Your assignment: Look for "trim" in every line of the listing. Copy the lines that have it.

Segment Open

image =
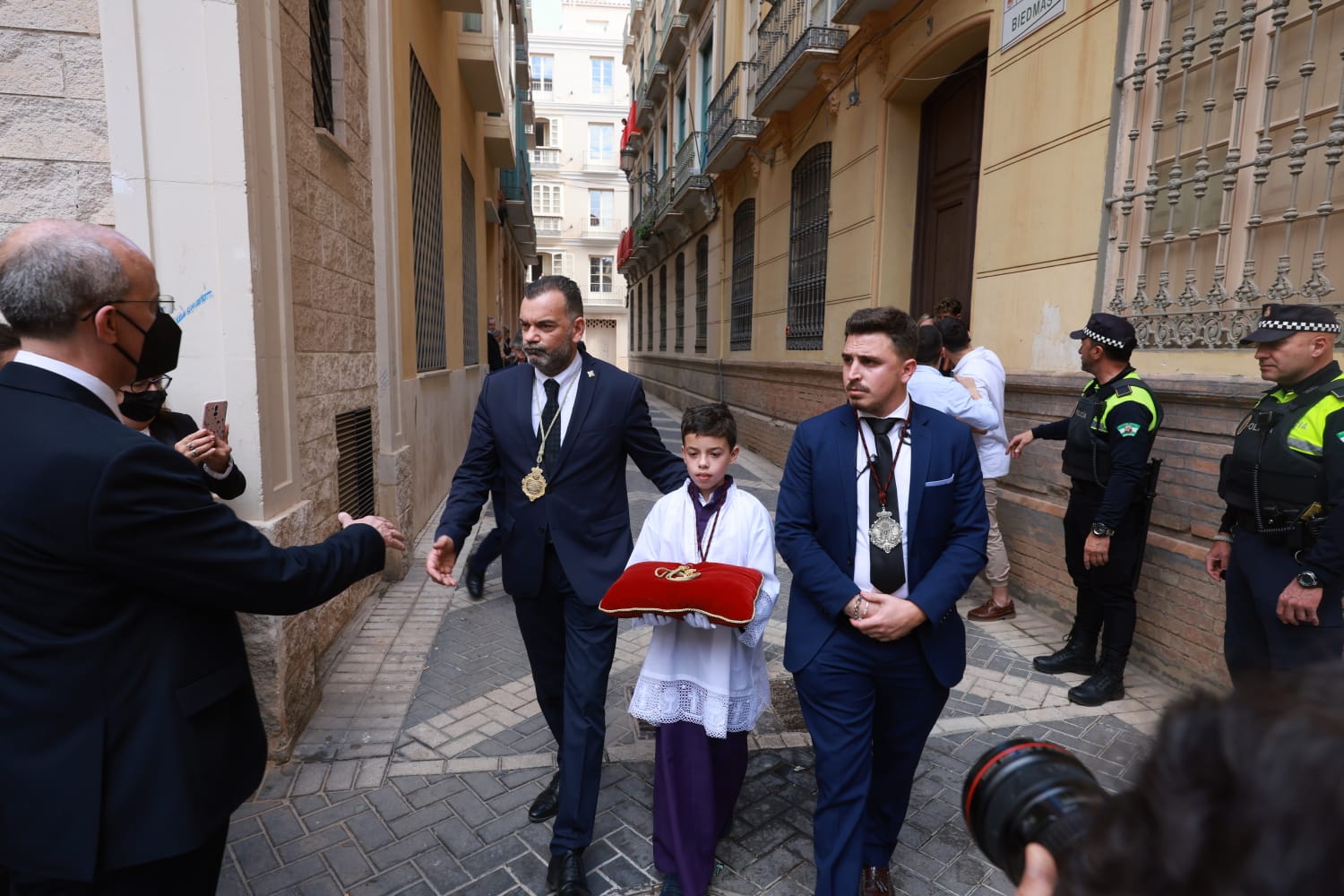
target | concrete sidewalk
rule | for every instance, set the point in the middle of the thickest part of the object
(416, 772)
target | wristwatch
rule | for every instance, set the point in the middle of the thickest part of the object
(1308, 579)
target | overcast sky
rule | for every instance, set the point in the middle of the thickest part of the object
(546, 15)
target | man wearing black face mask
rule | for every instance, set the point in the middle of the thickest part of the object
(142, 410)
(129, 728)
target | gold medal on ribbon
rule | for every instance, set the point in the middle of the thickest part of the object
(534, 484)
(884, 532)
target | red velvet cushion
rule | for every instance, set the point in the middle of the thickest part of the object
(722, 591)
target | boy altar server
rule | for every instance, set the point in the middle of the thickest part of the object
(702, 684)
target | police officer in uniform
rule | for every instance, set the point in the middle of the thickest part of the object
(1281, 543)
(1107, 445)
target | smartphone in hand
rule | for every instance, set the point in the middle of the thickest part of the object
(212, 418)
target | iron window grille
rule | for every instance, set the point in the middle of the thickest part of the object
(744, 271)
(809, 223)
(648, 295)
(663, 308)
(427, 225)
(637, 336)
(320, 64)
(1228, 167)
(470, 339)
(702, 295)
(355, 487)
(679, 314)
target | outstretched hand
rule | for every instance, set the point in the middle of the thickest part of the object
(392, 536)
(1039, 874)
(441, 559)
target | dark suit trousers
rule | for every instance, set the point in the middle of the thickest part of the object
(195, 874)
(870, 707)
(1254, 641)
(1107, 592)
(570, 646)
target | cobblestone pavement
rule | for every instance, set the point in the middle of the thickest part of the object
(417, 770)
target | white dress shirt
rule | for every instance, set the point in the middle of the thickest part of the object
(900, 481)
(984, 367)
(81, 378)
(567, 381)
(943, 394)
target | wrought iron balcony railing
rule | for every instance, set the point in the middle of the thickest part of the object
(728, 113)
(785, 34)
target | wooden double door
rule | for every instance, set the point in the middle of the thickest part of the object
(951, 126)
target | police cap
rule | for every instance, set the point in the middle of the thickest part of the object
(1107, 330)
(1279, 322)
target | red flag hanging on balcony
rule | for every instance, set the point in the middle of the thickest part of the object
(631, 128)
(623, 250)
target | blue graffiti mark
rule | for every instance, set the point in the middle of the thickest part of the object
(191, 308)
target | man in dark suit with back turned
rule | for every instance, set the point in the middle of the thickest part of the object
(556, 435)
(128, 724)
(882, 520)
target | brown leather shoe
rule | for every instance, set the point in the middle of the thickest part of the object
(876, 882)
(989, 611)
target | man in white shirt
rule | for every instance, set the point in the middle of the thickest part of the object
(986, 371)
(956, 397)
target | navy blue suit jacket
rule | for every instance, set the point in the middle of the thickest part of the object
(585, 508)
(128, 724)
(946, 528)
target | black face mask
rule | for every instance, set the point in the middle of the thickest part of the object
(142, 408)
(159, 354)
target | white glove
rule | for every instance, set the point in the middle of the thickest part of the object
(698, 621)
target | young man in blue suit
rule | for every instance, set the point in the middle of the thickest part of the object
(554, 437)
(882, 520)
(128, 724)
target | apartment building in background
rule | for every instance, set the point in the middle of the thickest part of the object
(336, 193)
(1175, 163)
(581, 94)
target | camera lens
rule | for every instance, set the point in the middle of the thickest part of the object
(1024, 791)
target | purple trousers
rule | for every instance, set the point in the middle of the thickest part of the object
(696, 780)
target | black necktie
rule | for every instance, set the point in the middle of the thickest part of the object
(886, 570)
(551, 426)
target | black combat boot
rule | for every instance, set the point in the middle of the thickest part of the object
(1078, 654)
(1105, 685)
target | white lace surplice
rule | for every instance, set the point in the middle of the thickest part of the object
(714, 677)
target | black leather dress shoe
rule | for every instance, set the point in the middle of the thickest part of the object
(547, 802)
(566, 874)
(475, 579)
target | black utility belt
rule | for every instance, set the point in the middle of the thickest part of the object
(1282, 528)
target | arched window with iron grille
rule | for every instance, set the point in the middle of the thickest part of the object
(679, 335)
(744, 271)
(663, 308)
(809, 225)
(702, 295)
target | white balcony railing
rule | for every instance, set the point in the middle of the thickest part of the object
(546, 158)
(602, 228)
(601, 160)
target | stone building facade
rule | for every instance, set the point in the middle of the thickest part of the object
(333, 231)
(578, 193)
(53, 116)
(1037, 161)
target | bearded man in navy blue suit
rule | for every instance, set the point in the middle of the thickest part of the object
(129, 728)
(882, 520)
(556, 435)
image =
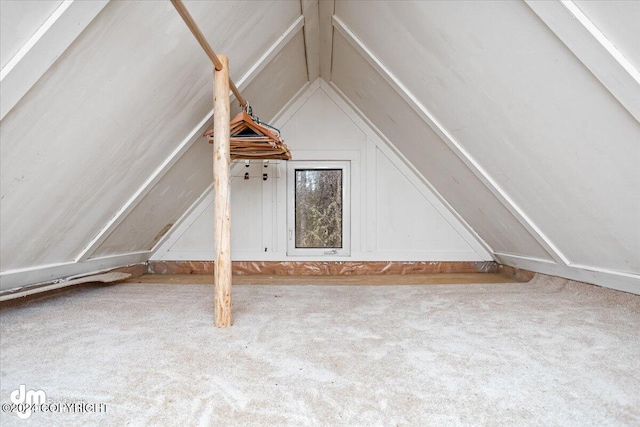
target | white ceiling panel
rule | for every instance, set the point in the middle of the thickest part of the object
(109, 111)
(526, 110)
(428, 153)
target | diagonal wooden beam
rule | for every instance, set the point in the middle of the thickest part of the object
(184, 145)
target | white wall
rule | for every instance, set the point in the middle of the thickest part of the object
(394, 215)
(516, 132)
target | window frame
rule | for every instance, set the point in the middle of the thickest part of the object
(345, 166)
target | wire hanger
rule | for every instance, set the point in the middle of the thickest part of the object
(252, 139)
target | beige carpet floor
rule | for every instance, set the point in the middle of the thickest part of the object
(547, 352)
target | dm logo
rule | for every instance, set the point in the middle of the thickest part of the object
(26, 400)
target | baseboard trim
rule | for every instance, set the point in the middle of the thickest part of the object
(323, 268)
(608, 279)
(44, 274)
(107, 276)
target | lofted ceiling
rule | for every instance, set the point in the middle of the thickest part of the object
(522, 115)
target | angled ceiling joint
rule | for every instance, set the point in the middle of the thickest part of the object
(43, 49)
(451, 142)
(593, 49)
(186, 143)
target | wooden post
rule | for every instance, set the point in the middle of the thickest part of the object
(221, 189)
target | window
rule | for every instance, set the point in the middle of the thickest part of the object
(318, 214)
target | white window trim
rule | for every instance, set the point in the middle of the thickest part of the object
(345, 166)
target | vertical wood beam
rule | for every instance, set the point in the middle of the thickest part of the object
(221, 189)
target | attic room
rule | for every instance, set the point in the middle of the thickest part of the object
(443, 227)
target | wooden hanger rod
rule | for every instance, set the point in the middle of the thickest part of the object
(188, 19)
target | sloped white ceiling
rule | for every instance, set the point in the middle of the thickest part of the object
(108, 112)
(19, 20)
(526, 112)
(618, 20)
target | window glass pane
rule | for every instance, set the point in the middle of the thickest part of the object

Segment Closed

Reply to the exercise:
target | baseboard trim
target | white window trim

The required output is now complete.